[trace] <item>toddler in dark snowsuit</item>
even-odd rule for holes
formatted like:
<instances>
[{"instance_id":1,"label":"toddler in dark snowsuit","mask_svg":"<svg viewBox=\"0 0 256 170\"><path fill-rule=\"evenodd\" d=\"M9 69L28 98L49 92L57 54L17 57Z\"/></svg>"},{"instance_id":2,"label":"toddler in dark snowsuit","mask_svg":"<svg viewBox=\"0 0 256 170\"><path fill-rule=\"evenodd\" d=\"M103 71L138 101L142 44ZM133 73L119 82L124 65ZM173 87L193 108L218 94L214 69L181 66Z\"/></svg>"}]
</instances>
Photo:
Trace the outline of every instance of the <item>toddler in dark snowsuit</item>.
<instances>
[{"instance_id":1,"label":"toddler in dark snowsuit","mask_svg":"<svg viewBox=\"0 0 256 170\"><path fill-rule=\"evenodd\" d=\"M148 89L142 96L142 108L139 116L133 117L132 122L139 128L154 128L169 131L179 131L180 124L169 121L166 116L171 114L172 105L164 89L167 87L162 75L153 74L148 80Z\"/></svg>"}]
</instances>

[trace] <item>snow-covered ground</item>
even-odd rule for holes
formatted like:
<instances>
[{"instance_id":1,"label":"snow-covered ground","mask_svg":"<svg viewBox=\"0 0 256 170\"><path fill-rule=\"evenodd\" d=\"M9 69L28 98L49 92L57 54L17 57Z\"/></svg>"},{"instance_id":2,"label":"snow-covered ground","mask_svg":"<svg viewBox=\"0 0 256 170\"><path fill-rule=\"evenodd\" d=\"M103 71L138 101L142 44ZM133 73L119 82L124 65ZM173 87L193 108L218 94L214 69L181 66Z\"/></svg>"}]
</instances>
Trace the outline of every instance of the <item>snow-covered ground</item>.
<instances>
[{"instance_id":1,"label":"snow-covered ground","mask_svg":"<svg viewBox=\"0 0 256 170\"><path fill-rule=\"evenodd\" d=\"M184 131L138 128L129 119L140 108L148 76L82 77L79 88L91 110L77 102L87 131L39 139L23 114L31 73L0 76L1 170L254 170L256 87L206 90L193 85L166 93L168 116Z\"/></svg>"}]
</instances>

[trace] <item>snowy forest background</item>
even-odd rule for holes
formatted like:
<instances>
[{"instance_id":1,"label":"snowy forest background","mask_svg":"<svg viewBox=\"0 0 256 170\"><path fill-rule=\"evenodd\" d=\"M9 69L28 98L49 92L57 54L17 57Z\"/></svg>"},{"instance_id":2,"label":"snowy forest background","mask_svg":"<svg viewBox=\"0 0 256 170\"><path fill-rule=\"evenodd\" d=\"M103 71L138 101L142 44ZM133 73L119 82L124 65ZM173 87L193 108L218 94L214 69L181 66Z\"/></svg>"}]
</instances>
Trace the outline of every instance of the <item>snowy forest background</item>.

════════════════════

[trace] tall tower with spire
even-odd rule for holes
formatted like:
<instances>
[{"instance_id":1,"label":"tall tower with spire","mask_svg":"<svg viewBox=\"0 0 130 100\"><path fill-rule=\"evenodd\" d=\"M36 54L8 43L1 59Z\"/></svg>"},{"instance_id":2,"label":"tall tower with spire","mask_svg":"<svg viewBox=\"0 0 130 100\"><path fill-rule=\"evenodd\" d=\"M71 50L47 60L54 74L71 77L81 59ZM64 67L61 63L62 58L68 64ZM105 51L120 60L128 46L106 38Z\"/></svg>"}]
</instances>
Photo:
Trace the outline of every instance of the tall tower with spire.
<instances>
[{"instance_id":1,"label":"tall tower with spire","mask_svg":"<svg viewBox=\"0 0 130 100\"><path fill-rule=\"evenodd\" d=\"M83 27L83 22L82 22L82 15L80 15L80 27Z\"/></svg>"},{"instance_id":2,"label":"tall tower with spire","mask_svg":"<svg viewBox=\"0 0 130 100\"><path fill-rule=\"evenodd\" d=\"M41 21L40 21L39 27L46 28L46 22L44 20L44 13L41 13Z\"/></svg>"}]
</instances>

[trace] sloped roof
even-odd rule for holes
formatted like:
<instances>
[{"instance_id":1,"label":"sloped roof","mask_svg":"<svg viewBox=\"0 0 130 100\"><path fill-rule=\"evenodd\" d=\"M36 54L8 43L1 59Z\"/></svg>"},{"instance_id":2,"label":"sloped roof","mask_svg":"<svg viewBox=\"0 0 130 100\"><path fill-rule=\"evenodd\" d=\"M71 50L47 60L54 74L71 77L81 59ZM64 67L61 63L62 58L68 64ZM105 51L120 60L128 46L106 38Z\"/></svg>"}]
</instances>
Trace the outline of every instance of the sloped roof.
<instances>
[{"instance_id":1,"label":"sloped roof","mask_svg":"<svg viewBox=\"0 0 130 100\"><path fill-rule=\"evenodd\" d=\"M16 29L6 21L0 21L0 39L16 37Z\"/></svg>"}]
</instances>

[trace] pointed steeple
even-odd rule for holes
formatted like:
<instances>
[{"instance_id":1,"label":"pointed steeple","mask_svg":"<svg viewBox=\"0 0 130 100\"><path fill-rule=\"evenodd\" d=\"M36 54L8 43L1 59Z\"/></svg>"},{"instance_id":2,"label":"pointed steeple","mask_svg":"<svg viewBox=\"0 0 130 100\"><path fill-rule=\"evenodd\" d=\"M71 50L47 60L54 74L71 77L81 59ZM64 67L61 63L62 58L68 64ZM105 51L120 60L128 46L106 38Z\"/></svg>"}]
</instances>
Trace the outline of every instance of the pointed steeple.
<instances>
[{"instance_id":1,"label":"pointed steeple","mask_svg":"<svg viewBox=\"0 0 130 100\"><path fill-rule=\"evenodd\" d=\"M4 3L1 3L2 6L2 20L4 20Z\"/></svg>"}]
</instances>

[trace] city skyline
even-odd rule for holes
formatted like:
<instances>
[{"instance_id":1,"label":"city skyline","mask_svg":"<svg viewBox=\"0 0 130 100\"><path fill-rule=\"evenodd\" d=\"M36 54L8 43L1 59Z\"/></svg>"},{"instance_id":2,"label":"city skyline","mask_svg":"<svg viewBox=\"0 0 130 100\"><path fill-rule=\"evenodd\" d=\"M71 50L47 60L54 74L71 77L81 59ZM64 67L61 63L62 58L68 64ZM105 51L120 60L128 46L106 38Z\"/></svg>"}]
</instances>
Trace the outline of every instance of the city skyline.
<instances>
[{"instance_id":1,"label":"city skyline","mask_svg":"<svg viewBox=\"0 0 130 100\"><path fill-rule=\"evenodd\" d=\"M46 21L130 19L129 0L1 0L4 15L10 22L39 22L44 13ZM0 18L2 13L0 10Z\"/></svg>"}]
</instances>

════════════════════

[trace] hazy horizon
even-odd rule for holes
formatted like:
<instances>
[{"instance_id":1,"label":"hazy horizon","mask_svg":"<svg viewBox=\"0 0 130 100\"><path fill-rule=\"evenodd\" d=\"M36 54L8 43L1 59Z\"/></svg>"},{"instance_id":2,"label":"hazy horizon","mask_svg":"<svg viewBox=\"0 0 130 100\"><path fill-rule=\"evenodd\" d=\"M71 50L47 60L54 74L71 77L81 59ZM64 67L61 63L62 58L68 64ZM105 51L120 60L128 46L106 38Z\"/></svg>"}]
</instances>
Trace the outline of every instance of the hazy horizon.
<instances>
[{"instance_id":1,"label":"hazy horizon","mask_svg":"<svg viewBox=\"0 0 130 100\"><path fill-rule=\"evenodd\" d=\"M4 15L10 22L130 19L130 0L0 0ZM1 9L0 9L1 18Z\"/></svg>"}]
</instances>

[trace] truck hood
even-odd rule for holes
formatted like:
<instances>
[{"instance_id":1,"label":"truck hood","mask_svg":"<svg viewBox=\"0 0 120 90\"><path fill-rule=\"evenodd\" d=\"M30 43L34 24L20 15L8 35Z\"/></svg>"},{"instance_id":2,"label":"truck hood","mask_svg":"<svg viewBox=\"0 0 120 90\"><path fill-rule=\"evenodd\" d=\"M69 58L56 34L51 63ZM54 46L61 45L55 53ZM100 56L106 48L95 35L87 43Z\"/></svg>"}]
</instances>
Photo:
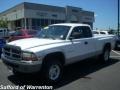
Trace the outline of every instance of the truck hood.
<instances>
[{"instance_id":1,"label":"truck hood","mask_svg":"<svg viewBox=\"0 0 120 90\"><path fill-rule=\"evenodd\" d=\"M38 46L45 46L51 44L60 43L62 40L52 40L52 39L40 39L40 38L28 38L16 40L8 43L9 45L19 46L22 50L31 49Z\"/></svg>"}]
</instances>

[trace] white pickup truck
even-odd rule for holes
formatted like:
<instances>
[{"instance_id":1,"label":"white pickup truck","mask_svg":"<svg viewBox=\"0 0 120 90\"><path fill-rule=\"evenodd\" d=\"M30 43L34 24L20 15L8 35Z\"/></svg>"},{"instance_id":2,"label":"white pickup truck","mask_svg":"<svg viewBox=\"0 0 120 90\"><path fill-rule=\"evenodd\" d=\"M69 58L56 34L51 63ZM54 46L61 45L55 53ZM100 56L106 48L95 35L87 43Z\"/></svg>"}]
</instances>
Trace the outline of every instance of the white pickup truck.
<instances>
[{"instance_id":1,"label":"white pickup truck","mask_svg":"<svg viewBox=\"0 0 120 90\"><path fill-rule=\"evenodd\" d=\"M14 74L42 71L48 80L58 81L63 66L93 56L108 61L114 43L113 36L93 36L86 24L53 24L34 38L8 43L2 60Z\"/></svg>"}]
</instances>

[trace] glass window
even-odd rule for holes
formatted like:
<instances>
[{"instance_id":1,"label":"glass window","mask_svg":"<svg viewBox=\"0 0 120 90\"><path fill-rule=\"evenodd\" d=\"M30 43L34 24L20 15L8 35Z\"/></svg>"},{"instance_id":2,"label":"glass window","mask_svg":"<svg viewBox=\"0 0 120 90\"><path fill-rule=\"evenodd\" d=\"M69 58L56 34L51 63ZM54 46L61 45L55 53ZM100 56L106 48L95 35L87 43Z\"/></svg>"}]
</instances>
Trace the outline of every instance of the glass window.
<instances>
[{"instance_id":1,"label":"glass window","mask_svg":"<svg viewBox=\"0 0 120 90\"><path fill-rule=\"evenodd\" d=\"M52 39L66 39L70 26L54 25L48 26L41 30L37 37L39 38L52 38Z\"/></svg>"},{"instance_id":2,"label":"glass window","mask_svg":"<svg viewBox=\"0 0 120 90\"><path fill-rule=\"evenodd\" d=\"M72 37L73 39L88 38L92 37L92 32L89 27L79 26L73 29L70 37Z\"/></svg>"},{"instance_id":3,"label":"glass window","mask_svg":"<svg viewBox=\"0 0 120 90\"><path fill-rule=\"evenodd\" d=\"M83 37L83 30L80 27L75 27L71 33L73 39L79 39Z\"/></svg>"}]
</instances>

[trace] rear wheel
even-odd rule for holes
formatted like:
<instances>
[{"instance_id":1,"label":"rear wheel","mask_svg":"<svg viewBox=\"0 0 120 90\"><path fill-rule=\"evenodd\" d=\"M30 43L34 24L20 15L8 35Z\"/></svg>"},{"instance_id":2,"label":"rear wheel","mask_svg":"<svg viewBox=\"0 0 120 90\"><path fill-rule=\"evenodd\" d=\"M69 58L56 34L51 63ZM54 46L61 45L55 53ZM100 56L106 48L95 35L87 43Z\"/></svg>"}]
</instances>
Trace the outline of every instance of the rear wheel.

════════════════════

**SHORT TASK**
Report every line of the material above that contains the word "rear", matching case exactly.

**OUTPUT BELOW**
[trace] rear wheel
[{"instance_id":1,"label":"rear wheel","mask_svg":"<svg viewBox=\"0 0 120 90\"><path fill-rule=\"evenodd\" d=\"M30 43L34 24L20 15L8 35Z\"/></svg>"},{"instance_id":2,"label":"rear wheel","mask_svg":"<svg viewBox=\"0 0 120 90\"><path fill-rule=\"evenodd\" d=\"M69 58L56 34L51 63ZM54 46L61 45L55 53ZM100 56L106 48L95 35L87 43Z\"/></svg>"}]
Trace the outline of every instance of the rear wheel.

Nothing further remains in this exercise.